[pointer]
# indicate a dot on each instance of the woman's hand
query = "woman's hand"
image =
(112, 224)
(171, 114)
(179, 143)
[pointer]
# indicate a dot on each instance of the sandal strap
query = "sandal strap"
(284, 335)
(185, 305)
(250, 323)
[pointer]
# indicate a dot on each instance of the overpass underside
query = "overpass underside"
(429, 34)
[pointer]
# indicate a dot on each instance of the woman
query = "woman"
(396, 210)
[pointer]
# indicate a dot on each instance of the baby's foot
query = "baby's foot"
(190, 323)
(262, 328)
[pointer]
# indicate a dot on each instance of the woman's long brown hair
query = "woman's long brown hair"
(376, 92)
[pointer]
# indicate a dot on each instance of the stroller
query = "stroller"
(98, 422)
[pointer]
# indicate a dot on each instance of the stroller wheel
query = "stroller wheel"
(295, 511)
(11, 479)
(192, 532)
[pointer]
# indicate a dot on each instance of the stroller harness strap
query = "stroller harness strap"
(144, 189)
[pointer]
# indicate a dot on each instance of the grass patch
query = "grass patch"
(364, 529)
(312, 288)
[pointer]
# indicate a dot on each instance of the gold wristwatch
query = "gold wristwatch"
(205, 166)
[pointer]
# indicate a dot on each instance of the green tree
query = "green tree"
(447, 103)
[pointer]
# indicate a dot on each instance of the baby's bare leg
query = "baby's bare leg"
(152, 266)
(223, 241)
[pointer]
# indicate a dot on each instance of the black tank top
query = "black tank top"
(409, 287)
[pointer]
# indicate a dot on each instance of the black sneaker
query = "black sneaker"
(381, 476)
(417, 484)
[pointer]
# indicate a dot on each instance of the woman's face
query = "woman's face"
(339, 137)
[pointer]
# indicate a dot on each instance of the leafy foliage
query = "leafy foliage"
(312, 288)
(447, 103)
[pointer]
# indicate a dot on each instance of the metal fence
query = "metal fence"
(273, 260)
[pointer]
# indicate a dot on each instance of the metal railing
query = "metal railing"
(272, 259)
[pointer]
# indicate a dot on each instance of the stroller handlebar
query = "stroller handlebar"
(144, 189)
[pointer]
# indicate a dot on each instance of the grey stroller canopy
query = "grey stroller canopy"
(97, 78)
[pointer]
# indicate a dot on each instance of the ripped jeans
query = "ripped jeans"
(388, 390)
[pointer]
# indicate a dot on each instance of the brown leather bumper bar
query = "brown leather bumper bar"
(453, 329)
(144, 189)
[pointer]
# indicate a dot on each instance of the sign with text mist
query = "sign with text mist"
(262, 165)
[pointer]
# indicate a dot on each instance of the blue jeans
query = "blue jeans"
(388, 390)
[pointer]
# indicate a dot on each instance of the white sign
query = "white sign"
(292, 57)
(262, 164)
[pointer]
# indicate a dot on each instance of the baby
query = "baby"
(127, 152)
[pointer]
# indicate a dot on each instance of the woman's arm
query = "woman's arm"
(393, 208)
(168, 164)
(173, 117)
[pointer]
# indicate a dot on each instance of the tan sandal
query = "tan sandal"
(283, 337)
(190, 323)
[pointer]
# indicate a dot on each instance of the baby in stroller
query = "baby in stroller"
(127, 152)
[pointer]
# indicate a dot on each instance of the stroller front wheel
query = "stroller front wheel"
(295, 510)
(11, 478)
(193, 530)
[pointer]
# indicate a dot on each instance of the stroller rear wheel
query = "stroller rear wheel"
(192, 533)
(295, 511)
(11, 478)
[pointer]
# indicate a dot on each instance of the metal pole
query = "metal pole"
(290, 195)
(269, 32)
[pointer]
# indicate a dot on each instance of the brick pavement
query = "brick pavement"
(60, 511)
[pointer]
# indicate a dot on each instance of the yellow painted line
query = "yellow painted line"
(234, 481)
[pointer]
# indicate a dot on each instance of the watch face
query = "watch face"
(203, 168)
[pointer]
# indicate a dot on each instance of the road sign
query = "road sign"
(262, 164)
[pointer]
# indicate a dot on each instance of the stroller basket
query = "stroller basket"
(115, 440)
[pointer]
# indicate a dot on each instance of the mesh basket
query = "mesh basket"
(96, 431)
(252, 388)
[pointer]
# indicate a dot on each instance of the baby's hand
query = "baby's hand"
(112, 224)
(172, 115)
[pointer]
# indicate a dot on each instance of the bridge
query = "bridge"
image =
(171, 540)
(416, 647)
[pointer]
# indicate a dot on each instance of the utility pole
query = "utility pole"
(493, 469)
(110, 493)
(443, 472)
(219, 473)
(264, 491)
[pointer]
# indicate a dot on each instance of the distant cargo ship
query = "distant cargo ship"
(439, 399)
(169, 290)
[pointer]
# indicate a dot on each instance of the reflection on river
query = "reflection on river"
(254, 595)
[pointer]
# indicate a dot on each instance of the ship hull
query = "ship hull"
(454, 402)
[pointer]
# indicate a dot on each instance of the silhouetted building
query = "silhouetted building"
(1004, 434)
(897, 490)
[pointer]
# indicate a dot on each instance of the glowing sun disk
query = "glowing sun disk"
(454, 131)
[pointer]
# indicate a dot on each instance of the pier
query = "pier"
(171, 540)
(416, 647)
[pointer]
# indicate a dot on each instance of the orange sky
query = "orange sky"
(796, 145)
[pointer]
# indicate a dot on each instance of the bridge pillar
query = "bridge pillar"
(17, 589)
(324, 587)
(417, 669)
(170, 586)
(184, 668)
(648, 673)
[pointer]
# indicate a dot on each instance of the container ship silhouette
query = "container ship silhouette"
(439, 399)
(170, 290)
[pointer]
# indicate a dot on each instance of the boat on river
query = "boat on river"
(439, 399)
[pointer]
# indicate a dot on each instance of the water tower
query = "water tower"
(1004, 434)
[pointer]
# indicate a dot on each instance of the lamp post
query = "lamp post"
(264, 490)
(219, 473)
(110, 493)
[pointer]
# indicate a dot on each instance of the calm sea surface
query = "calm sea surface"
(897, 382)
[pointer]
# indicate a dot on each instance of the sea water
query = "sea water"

* **GIVEN REQUEST**
Repeat the data in its entirety, character for character.

* **TASK RESULT**
[pointer]
# indicate a dot on each instance of the woman's hand
query = "woman's hand"
image =
(112, 224)
(171, 114)
(179, 143)
[pointer]
# indicate a dot on each instance of the sandal strap
query = "sandal strap"
(284, 335)
(185, 305)
(250, 323)
[pointer]
# indicate a dot on each instance of the overpass underside
query = "overpass underside"
(429, 34)
[pointer]
# indicate a dot on each instance of the woman
query = "woman"
(396, 210)
[pointer]
# indicate a dot on each instance of the baby's foot
query = "baby's foot"
(190, 323)
(262, 328)
[pointer]
# indicate a dot on each instance of the woman's long brown hair
query = "woman's long brown hair"
(376, 92)
[pointer]
# indicate a dot on each instance of the stroller
query = "stroller"
(98, 422)
[pointer]
# indicate a dot on each instance of the stroller wheel
query = "stroller wheel"
(295, 511)
(11, 479)
(192, 532)
[pointer]
# indicate a dot on each instance of the stroller harness strap
query = "stroller harness strap"
(144, 189)
[pointer]
# indicate a dot on each instance of the grass patch
query = "grass patch"
(364, 529)
(312, 288)
[pointer]
# indicate a dot on each instance of the gold wristwatch
query = "gold wristwatch"
(205, 166)
[pointer]
# indicate a dot on each instance of the green tree
query = "green tree"
(447, 103)
[pointer]
# indicate a dot on each instance of the baby's bare leg
query = "baby's bare leg"
(152, 266)
(223, 241)
[pointer]
# indicate a dot on each instance of the black tank top
query = "black tank top"
(409, 287)
[pointer]
# indicate a dot on each instance of the black sneaker
query = "black sneaker"
(381, 476)
(417, 484)
[pointer]
# indicate a dot on each instance of the woman's face
query = "woman's face"
(339, 137)
[pointer]
# indicate a dot on each instance of the leafy foliage
query = "leafy foliage"
(312, 288)
(447, 103)
[pointer]
# indicate a dot on each instance of the metal fence
query = "metal fence"
(273, 260)
[pointer]
# indicate a dot on each instance of the metal railing
query = "metal railing"
(272, 259)
[pointer]
# indicate a dot on each instance of the stroller handlebar
query = "stroller handlebar"
(144, 189)
[pointer]
# indicate a dot on each instance of the grey stroller canopy
query = "grey stroller canopy"
(97, 78)
[pointer]
# indicate a dot on each instance of the ripped jeans
query = "ripped jeans"
(388, 390)
[pointer]
# indicate a dot on each instance of the brown leather bumper bar
query = "brown leather bumper bar"
(453, 329)
(144, 189)
[pointer]
# indicate a dot on each instance of the sign with text mist
query = "sign with text mist"
(262, 165)
[pointer]
# indicate a dot on each instance of the blue jeans
query = "blue jeans"
(388, 390)
[pointer]
# indicate a dot on each instance of the white sign
query = "white sign"
(292, 57)
(262, 164)
[pointer]
# indicate a dot on each instance of the baby
query = "baby"
(127, 152)
[pointer]
# indicate a dot on each instance of the woman's arm
query = "woman's arm"
(393, 208)
(168, 164)
(173, 117)
[pointer]
# indicate a dot on each instance of the tan sandal
query = "tan sandal"
(283, 337)
(190, 323)
[pointer]
# indicate a dot on each instance of the baby in stroller
query = "baby in stroller"
(127, 152)
[pointer]
# indicate a dot on each instance of the stroller front wheel
query = "stroller front wheel"
(295, 510)
(11, 478)
(193, 530)
[pointer]
# indicate a dot on each instance of the stroller rear wheel
query = "stroller rear wheel"
(192, 533)
(295, 511)
(11, 478)
[pointer]
# indicate a dot on each instance of the metal pole
query = "metal pole"
(290, 195)
(269, 32)
[pointer]
# indicate a dot on each instance of the brick pavement
query = "brick pavement"
(60, 511)
[pointer]
# indicate a dot on each instance of the yellow painted line
query = "yellow painted line"
(234, 481)
[pointer]
# indicate a dot on each instance of the watch face
query = "watch face"
(203, 168)
[pointer]
# indicate a dot on each instance of the road sign
query = "road sign"
(262, 164)
[pointer]
# indicate a dot on each instance of the stroller basket
query = "stroller basket"
(115, 440)
[pointer]
# indicate a dot on each instance of the mesh basket
query = "mesh basket"
(96, 431)
(252, 388)
[pointer]
# indicate a dot on each instance of the baby's hand
query = "baby's hand"
(112, 224)
(172, 115)
[pointer]
# indicate a dot on each instance of the bridge
query = "bridge"
image =
(171, 540)
(416, 647)
[pointer]
# indicate a dot on each instance of the utility pole
query = "utility pole"
(493, 469)
(110, 493)
(443, 472)
(219, 473)
(264, 491)
[pointer]
# indicate a dot on each instance of the distant cargo ship
query = "distant cargo ship"
(439, 399)
(169, 290)
[pointer]
# indicate a dot on each instance of the reflection on river
query = "reflection on river"
(254, 595)
[pointer]
# indicate a dot on each instance of the ship hull
query = "ship hull"
(454, 402)
[pointer]
# indicate a dot on each instance of the silhouetted building
query = "silhouetted building"
(1004, 434)
(897, 490)
[pointer]
# indicate a dot on each instance of the glowing sun disk
query = "glowing sun disk"
(454, 131)
[pointer]
# indicate a dot on each instance of the pier
query = "pier"
(171, 540)
(416, 647)
[pointer]
# indicate a dot on each instance of the orange sky
query = "orange sky"
(796, 145)
[pointer]
# indicate a dot on each instance of the bridge pillar
query = "bridge pillar"
(17, 589)
(324, 587)
(417, 669)
(170, 586)
(184, 668)
(648, 673)
[pointer]
# indicate a dot on each instance of the container ship silhouette
query = "container ship silhouette"
(439, 399)
(170, 290)
[pointer]
# indicate a dot on each instance of the boat on river
query = "boat on river"
(439, 399)
[pointer]
# indicate a dot on each instance of the water tower
query = "water tower"
(1004, 434)
[pointer]
# indicate a dot on each instance of the lamp post
query = "lamp post"
(264, 490)
(219, 473)
(110, 493)
[pointer]
# indicate a dot on each instance of the calm sea surface
query = "calm sea surface"
(897, 382)
[pointer]
# indicate a dot on each instance of the sea water
query = "sea water"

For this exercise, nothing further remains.